#### Tasks for this exercise
(a) Decide whether each statement below agrees with the announcement of the Church Council of Greater Seattle's award, and answer yes or no, quoting the words of the announcement that settle it. (i) The award was presented at an event held at Wing Luke. (ii) Michael Ramos is the Church Council's Immigrant & Refugee Accompaniment Organizer. (iii) The call to gather "For Such a Time as This" went out in November 2016.
(b) Write the next part of the announcement of the Church Council of Greater Seattle's award, picking up right after its final sentence.

The Church Council of Greater Seattle is honored to be awarded this year’s Northwest Immigrant Rights Project’s Outstanding Community Partner Award at their Evening of Justice at Wing Luke on Thursday, October 25. As NWIRP describes, “From the moment we discovered that the Department of Homeland Security was holding [206] asylum seekers in the SeaTac Federal Detention Center, the Church Council provided unmatched support, resources, and volunteer capacity to serve them upon release. The Church Council’s volunteer capacity and generosity has made a profound impact on the experience of those released from federal detention. 

In November 2016, our Executive Director Michael Ramos called upon the faith community to gather “For Such a Time as This” to develop collective responses of hospitality, refuge and protection for communities under threat of deportation, hate and violence. Relationships were formed and strengthened in the following months. In the last two years, a robust regional network has formed, supported by the Church Council’s Immigrant & Refugee Accompaniment Organizer, Briana Brannan.

#### Data excerpts
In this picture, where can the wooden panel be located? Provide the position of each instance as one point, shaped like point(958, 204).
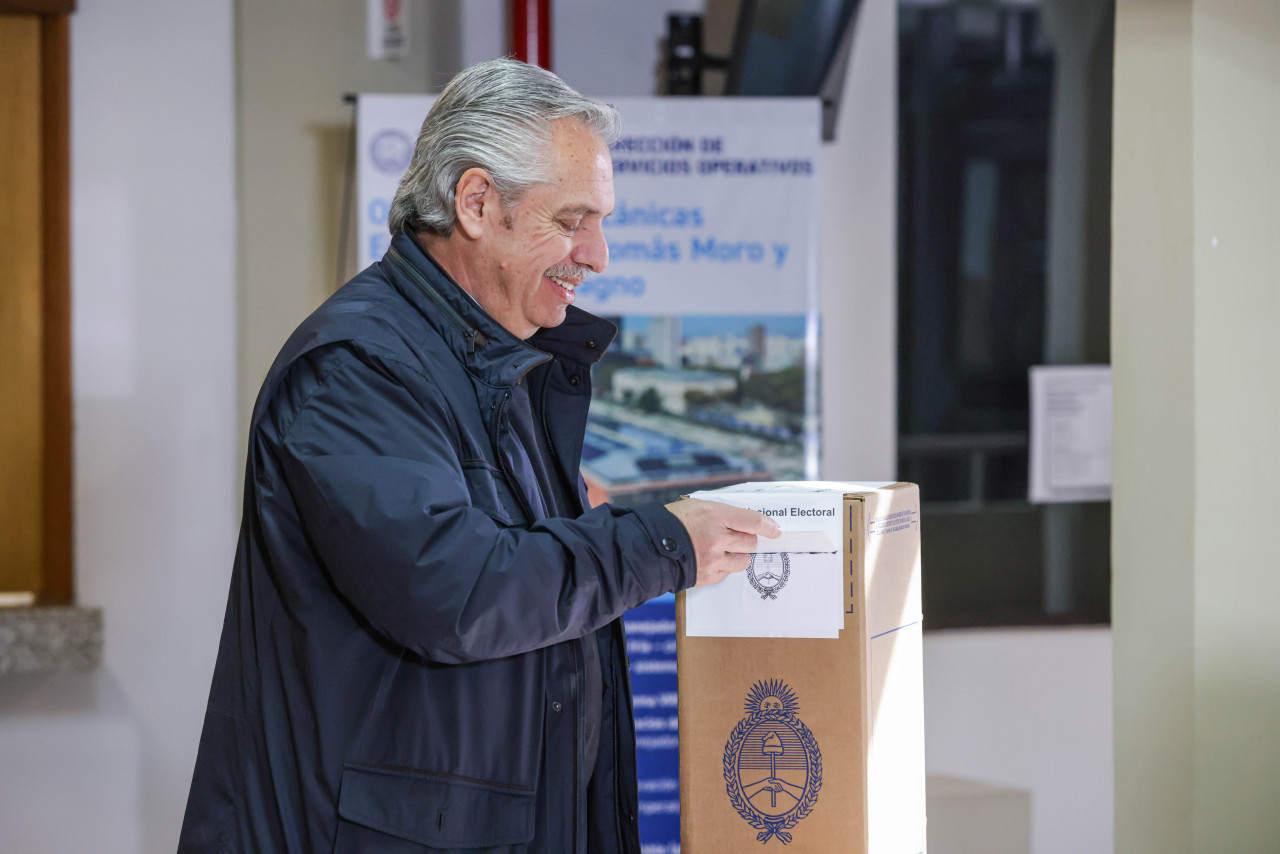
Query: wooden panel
point(21, 306)
point(37, 7)
point(55, 147)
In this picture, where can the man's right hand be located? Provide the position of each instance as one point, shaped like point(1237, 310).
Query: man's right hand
point(723, 537)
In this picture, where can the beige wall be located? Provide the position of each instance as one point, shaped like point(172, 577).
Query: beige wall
point(295, 62)
point(1197, 418)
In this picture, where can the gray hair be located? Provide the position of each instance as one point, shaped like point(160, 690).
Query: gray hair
point(496, 115)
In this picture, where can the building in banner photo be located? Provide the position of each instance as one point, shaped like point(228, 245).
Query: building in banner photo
point(695, 402)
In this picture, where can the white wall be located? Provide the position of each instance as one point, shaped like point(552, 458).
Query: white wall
point(1028, 708)
point(611, 48)
point(101, 762)
point(1197, 414)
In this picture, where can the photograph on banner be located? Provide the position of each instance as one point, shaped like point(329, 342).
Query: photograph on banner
point(688, 402)
point(712, 282)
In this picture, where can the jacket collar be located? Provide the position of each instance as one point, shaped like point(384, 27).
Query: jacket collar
point(488, 350)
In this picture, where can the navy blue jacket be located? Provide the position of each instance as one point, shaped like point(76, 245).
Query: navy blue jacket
point(402, 649)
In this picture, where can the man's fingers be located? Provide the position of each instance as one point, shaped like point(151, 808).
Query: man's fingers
point(740, 543)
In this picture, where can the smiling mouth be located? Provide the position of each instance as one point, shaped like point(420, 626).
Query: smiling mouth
point(565, 283)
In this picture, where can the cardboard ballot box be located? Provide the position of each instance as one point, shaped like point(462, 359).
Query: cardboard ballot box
point(814, 743)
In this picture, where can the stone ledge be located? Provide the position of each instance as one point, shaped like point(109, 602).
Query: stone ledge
point(50, 639)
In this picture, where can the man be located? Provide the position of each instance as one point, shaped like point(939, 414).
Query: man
point(423, 648)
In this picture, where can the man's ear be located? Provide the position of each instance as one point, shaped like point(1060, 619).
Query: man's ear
point(470, 200)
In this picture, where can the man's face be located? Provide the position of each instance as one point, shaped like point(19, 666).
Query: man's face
point(552, 238)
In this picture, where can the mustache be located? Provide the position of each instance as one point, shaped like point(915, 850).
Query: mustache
point(574, 273)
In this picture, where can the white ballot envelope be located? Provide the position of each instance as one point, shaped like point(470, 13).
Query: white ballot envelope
point(794, 587)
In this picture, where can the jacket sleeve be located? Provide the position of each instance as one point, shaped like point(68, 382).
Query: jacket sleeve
point(373, 470)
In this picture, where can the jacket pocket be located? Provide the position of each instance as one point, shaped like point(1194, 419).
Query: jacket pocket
point(490, 493)
point(434, 809)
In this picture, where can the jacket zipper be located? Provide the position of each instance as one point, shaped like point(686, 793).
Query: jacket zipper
point(502, 459)
point(570, 488)
point(475, 338)
point(579, 759)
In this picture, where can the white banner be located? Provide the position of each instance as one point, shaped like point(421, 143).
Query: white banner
point(712, 281)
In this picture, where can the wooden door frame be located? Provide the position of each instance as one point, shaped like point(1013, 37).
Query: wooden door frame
point(56, 575)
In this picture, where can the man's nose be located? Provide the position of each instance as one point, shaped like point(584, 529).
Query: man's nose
point(592, 250)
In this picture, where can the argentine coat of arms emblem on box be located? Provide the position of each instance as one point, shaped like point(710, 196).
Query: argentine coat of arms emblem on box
point(772, 762)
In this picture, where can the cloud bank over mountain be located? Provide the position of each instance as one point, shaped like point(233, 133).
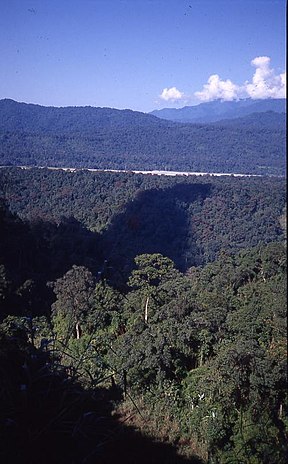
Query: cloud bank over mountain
point(266, 83)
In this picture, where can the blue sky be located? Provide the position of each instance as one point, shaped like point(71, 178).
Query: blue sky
point(141, 54)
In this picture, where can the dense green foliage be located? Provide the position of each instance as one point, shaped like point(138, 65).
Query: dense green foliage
point(121, 139)
point(188, 219)
point(165, 295)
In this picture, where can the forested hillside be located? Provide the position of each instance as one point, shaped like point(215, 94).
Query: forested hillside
point(142, 318)
point(121, 139)
point(218, 110)
point(188, 219)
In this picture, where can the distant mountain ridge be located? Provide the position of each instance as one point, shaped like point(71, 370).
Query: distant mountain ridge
point(29, 117)
point(107, 138)
point(218, 110)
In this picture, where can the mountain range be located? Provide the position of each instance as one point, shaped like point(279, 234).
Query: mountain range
point(107, 138)
point(219, 110)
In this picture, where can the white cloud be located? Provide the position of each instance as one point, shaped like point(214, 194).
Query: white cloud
point(265, 84)
point(171, 94)
point(217, 88)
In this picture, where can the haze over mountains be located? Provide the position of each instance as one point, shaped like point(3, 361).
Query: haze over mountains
point(220, 110)
point(245, 137)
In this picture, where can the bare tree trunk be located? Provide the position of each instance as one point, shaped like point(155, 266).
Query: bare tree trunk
point(146, 311)
point(78, 331)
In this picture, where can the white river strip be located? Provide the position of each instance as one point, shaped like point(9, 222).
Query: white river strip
point(154, 172)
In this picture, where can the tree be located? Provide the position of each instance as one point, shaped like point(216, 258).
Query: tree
point(73, 292)
point(151, 271)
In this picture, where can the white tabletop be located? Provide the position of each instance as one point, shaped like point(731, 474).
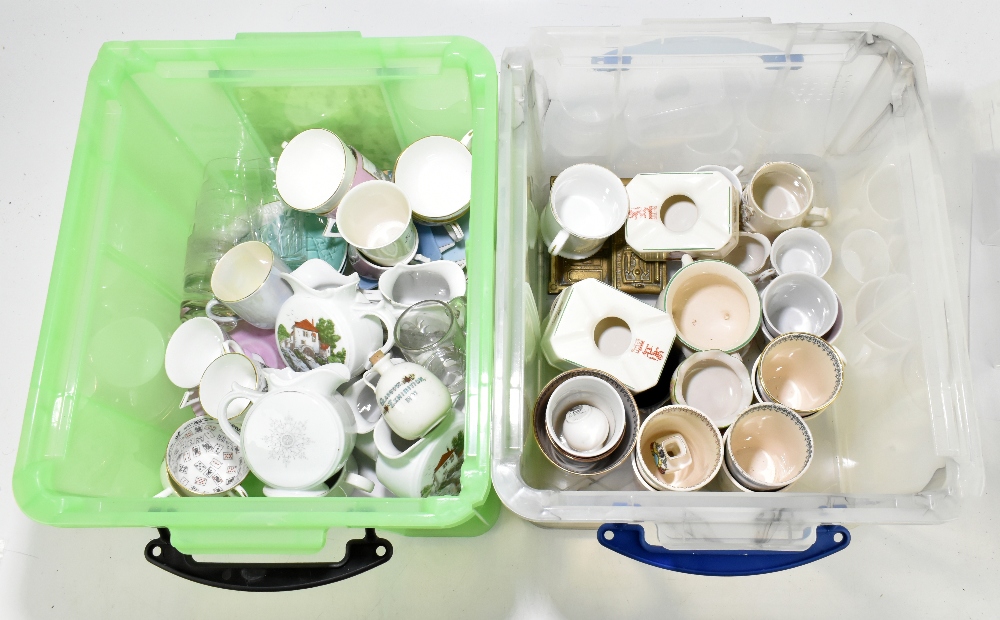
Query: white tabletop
point(516, 569)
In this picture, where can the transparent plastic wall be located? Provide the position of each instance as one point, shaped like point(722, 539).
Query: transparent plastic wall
point(847, 103)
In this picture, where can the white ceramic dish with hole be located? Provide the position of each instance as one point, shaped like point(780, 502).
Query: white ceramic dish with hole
point(676, 213)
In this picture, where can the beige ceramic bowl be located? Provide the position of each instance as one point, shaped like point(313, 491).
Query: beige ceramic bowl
point(801, 371)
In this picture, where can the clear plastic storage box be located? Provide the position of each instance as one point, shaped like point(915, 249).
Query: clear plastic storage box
point(849, 104)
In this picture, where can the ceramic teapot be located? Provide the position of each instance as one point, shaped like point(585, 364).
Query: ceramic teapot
point(299, 433)
point(336, 324)
point(430, 466)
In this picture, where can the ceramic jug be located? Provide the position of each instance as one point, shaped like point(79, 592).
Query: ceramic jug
point(412, 398)
point(299, 433)
point(431, 466)
point(336, 324)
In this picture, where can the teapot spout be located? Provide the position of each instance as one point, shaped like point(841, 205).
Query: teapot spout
point(323, 380)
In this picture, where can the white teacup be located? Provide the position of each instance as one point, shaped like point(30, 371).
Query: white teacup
point(585, 418)
point(588, 204)
point(714, 383)
point(192, 347)
point(218, 380)
point(248, 280)
point(799, 302)
point(404, 285)
point(435, 173)
point(800, 371)
point(750, 254)
point(713, 306)
point(801, 250)
point(779, 197)
point(702, 443)
point(768, 447)
point(376, 218)
point(316, 169)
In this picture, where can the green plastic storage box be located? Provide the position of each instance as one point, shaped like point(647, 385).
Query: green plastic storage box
point(100, 408)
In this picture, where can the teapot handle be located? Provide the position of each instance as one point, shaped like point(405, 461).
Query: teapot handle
point(238, 391)
point(382, 313)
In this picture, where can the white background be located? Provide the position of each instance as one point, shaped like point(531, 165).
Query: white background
point(516, 569)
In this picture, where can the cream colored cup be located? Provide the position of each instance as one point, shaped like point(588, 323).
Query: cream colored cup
point(779, 197)
point(701, 438)
point(802, 372)
point(768, 447)
point(715, 383)
point(713, 305)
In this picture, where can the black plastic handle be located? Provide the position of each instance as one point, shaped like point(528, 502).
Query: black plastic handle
point(361, 554)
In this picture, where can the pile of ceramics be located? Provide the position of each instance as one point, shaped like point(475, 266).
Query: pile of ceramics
point(748, 277)
point(303, 379)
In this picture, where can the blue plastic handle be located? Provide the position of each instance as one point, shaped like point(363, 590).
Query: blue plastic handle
point(628, 540)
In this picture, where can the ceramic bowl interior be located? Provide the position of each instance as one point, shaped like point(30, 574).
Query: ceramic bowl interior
point(589, 201)
point(801, 250)
point(576, 466)
point(782, 190)
point(435, 173)
point(768, 447)
point(801, 371)
point(703, 440)
point(799, 302)
point(713, 305)
point(585, 390)
point(714, 383)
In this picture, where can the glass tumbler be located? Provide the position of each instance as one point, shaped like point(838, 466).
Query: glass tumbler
point(432, 334)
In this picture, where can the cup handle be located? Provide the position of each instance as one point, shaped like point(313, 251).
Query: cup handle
point(238, 391)
point(379, 312)
point(454, 231)
point(767, 274)
point(215, 317)
point(328, 229)
point(188, 399)
point(360, 482)
point(817, 216)
point(364, 377)
point(559, 241)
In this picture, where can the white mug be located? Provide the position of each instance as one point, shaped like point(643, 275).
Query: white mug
point(585, 418)
point(192, 347)
point(799, 302)
point(588, 204)
point(435, 173)
point(247, 279)
point(801, 250)
point(219, 378)
point(316, 169)
point(779, 197)
point(376, 218)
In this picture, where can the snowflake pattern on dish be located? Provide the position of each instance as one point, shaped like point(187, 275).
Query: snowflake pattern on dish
point(287, 440)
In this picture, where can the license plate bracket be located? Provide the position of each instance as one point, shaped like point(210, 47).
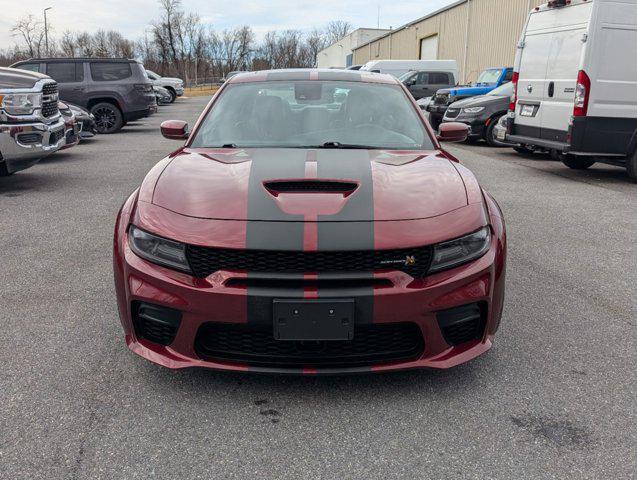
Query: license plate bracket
point(313, 319)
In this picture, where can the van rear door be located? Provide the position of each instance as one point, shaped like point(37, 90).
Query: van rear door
point(570, 27)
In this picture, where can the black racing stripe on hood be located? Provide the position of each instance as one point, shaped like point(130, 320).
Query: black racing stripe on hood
point(285, 232)
point(341, 231)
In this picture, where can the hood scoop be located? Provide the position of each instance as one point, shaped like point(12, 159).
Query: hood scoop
point(276, 187)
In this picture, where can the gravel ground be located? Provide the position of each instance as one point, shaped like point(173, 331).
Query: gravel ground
point(555, 398)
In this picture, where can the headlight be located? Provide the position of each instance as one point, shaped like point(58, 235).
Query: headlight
point(158, 250)
point(20, 103)
point(473, 109)
point(462, 250)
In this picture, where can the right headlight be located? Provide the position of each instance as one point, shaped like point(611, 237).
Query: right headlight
point(158, 250)
point(20, 103)
point(461, 250)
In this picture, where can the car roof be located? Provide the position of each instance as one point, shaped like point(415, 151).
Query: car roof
point(312, 74)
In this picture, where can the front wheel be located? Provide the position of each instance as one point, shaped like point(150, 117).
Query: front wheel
point(577, 163)
point(108, 117)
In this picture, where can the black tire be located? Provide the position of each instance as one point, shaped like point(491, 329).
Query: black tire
point(578, 163)
point(108, 117)
point(522, 150)
point(631, 166)
point(489, 134)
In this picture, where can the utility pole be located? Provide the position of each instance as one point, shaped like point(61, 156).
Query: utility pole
point(46, 32)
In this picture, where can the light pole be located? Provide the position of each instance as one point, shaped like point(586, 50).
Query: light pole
point(46, 32)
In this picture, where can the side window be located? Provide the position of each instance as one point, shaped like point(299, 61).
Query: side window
point(62, 72)
point(32, 67)
point(110, 71)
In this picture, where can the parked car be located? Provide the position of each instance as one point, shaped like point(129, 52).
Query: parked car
point(425, 83)
point(71, 126)
point(88, 127)
point(397, 68)
point(482, 113)
point(175, 86)
point(31, 126)
point(162, 95)
point(114, 90)
point(579, 101)
point(406, 252)
point(488, 80)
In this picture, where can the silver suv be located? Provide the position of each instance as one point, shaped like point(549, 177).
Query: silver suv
point(31, 126)
point(115, 90)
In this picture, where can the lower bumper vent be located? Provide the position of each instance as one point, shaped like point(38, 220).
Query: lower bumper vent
point(255, 345)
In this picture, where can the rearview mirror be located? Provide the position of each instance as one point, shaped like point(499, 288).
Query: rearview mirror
point(174, 129)
point(453, 132)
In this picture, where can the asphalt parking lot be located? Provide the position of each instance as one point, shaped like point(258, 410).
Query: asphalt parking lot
point(555, 398)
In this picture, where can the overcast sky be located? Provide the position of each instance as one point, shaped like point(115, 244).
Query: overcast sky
point(132, 17)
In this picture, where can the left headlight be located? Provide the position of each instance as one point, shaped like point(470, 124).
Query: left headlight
point(462, 250)
point(158, 250)
point(473, 109)
point(20, 103)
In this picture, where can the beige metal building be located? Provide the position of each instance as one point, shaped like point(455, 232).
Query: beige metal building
point(475, 33)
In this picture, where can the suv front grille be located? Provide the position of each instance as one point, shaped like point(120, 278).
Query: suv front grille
point(255, 345)
point(205, 260)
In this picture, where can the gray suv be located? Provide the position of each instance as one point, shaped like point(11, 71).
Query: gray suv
point(115, 90)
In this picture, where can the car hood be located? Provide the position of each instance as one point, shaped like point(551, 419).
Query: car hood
point(16, 78)
point(306, 185)
point(481, 101)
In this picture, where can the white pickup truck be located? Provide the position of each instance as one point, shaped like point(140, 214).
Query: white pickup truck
point(31, 126)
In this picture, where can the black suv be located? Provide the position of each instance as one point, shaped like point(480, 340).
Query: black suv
point(115, 90)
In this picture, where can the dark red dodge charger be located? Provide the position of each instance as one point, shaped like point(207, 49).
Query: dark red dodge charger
point(311, 223)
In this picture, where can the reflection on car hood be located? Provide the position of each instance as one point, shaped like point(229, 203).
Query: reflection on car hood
point(237, 184)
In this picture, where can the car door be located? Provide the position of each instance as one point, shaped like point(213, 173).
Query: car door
point(71, 81)
point(564, 61)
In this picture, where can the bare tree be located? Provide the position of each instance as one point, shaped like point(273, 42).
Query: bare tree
point(337, 29)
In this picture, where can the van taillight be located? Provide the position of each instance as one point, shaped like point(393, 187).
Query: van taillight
point(582, 94)
point(514, 97)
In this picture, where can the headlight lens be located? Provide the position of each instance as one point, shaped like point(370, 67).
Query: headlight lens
point(473, 109)
point(20, 103)
point(158, 250)
point(462, 250)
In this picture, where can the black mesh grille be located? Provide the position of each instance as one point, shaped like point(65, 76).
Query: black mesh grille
point(463, 324)
point(255, 345)
point(310, 186)
point(49, 108)
point(204, 261)
point(56, 136)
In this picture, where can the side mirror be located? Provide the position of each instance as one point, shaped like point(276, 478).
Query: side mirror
point(174, 129)
point(453, 132)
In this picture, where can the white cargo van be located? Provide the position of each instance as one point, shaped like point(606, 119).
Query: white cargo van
point(576, 83)
point(400, 67)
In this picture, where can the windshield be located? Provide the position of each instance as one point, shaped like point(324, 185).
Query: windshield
point(313, 114)
point(505, 90)
point(489, 77)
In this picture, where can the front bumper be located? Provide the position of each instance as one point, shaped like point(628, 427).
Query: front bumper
point(23, 145)
point(222, 298)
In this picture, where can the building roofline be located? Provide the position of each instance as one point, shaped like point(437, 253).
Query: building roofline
point(413, 22)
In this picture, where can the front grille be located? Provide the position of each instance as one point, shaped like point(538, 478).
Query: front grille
point(441, 99)
point(452, 112)
point(462, 324)
point(49, 108)
point(304, 186)
point(255, 345)
point(56, 136)
point(49, 88)
point(205, 260)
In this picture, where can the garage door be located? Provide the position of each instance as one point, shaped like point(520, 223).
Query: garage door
point(429, 48)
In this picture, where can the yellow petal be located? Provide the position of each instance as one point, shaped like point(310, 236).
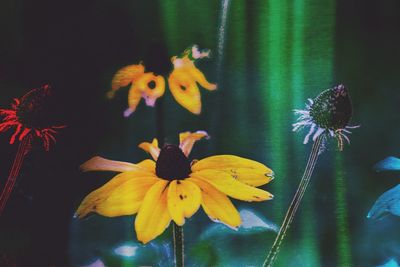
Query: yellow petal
point(125, 76)
point(151, 148)
point(134, 97)
point(249, 176)
point(185, 91)
point(153, 216)
point(187, 140)
point(98, 196)
point(225, 183)
point(101, 164)
point(220, 162)
point(126, 198)
point(217, 205)
point(148, 164)
point(184, 198)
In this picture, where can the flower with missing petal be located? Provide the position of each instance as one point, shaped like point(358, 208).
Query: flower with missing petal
point(173, 188)
point(182, 82)
point(328, 114)
point(184, 78)
point(29, 116)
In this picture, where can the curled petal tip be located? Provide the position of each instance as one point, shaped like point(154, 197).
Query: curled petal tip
point(270, 175)
point(128, 112)
point(110, 94)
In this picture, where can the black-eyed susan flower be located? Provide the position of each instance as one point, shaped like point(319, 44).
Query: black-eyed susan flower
point(328, 114)
point(182, 82)
point(184, 78)
point(173, 188)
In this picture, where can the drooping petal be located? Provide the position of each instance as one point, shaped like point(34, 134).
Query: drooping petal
point(220, 162)
point(187, 140)
point(95, 199)
point(184, 198)
point(125, 76)
point(101, 164)
point(151, 148)
point(185, 91)
point(148, 92)
point(134, 97)
point(225, 183)
point(124, 199)
point(217, 205)
point(153, 216)
point(148, 164)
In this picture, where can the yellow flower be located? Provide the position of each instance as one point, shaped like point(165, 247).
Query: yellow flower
point(143, 85)
point(173, 188)
point(182, 82)
point(184, 78)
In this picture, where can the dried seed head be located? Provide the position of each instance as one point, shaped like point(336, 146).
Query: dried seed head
point(172, 164)
point(332, 109)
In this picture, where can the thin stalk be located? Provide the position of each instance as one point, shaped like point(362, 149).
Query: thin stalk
point(312, 160)
point(177, 230)
point(178, 245)
point(23, 149)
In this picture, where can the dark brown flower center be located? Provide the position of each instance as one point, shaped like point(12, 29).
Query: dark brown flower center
point(332, 109)
point(172, 164)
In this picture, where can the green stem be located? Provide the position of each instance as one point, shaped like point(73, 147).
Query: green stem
point(312, 160)
point(178, 245)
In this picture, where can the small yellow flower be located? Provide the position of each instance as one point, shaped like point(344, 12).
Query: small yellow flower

#### Results for each task
(a)
(i) Yes: "at their Evening of Justice at Wing Luke on Thursday, October 25."
(ii) No: "our Executive Director Michael Ramos" and "the Church Council’s Immigrant & Refugee Accompaniment Organizer, Briana Brannan."
(iii) Yes: "In November 2016, our Executive Director Michael Ramos called upon the faith community to gather “For Such a Time as This”."

(b)
Few knew how quickly and greatly the network would be put to the test. This past June, on a Friday afternoon with little notice, the network was called into action: 206 asylum-seekers had been transferred from the border and were being held at the Federal Detention Center in SeaTac. In one week, the Church Council gathered our network and partners for two events with over 600 people in attendance – a vigil and a community briefing; raised funds; and communicated with an unprecedented number of volunteers and media. In less than a week, the Church Council raised money for all 206 asylum seekers to receive phone cards to communicate with loved ones.  

Mother reunited with daughter at the airport

Mother reunited with daughter at the airport

From July through October, the “For Such a Time as This” network provided humanitarian assistance in the form of short-term housing and airport accompaniment to 35 individuals who were released from detention. Donated funds allowed for the purchase of plane tickets, clothes, meals, prepaid phones, and other necessities for those released. Of the 35 released, 14 individuals were parents or grandparents who were separated from children at the border. One faith community welcomed a woman released from detention into the private homes of families for longer-term support and have helped her register for community college class while she gets established in Seattle and pursues her asylum claim. Support was provided for another 10 individuals who were denied bond or transferred, in terms of bond support letters and having host families on standby to receive them.  Together, our network had a direct impact on the lives of about 45 of the 206 SeaTac asylum seekers.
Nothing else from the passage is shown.